Pendant sa courte carrière politique, Jean Zay, le ministre de l’Éducation nationale nommé par Léon Blum en 1936, ne s’est pas contenté des affaires relevant de son ministère. Il s’est aussi beaucoup engagé sur les questions de politique internationale et a aussi beaucoup voyagé à l’étranger pour représenter la France. Emprisonné par Vichy en août 1940 jusqu’à son assassinat en juin 1944, Jean Zay occupe une partie de son temps de réclusion à rédiger un journal publié après la guerre sous le titre Souvenirs et Solitude (1) . L’extrait qui suit, en date du 27 avril 1942, en est issu.
Jean Zay analyse l’attitude du « Français », son contemporain, à l’égard du monde comme relevant de « l’égotisme pur », comme si la France était « pour lui le centre du globe ».

Exercice proposé A:
Renvoie chaque ligne des enregistrements qui contient la chaîne "Target".
Le texte sur Jean Zay et les enregistrements constituent deux matériaux distincts.

Enregistrements d'un jeu de données sur l'emplacement d'objets
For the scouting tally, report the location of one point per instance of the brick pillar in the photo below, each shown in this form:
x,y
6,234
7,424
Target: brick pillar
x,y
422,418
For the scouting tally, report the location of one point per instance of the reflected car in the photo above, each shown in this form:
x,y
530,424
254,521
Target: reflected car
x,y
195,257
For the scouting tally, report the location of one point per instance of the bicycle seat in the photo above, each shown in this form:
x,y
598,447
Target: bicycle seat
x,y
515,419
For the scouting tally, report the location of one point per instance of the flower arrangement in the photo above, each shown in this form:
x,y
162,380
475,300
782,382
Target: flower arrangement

Exercice proposé B:
D'après le texte sur Jean Zay, sous quel titre son journal de prison a-t-il été publié après la guerre ?

Réponse attendue A:
Target: brick pillar
Target: reflected car
Target: bicycle seat
Target: flower arrangement

Réponse attendue B:
Sous le titre Souvenirs et Solitude.